Work order 1 »
According to the blue catfish text, how many rays does a blue cat's anal fin have?
Work order 2 »
Continue the text on blue catfish after its last sentence.

Text segment »
——————————

Blue Catfish (Ictalurus furcatus)
Other Common Names
forked-tailed cat, humpback blue, chucklehead
Heavy-bodied with a wide head and high spot forward of center near the head called the dorsal hump. Upper jaw projects well beyond the lower. Bluish-gray body above, fading to white on sides and belly. No spots and a deeply forked tail. Smaller blue cats are often confused with channel catfish. Blue cats are often confused with channel catfish. Small channel cats typically will have spots lacking in small blue cats. However, large channel cats and medium-sized blue cats can be more difficult to tell apart, often having similar coloration and general body shape. The margin, or edge, of the anal fin can be used to identify these fish; blue cats have an anal fin with a very straight margin, in channel cats the anal fin has a rounded margin. Biologists and anglers can definitively distinguish between the two species by counting anal fin rays;30-35 rays in the blue cat's anal fin verses the channel cat's 25 to 29 rays.
March through May are the best months, but they are caught year round. Use heavy tackle with cut bait, live herring, shad, or peeler crabs. Best at night or low-light conditions.

——————————

Stored data »
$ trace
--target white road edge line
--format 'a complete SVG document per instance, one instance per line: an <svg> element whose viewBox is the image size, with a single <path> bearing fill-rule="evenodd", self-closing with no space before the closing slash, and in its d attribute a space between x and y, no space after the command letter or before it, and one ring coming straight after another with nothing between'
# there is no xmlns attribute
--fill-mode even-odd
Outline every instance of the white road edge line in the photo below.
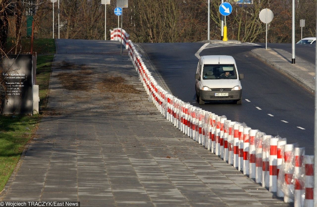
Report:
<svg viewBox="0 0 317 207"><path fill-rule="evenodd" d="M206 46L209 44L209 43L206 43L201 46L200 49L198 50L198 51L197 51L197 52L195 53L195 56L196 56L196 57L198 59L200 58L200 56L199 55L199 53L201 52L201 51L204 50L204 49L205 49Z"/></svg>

——————————

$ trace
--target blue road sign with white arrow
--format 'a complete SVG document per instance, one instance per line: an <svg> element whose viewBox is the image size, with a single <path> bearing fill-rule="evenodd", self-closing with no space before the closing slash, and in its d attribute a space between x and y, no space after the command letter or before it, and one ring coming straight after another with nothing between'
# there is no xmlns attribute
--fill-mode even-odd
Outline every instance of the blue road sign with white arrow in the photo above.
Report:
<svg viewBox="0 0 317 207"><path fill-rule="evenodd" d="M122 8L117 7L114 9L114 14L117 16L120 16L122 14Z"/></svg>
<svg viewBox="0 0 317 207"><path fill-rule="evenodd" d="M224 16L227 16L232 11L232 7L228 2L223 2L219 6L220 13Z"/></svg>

——————————

Exercise response 1 »
30 to 35 rays.

Exercise response 2 »
Omnivorous, but feeds naturally on fish, crayfish, and mollusks, and scavenges on dead or dying aquatic and terrestrial animal matter. Sense of taste and smell are more important than sight in obtaining food, and whiskers are used for this purpose.
Stocked in the Rappahannock, James, and Mattaponi rivers, as well as a few lakes. These fish are now also found in the Appomattox, Painatank/Dragon Run, and Potomac rivers. They are highly abundant in all of the tidal rivers in which they are found and occupy most habitats which occur in the freshwater, or slightly brackish, sections of these rivers.
They spawn in late spring and early summer, when water temperatures reach 70° to 75°F. Eggs are laid in masses in nests formed under logs or other submerged structure, or along undercut river banks. Young school-up after hatching.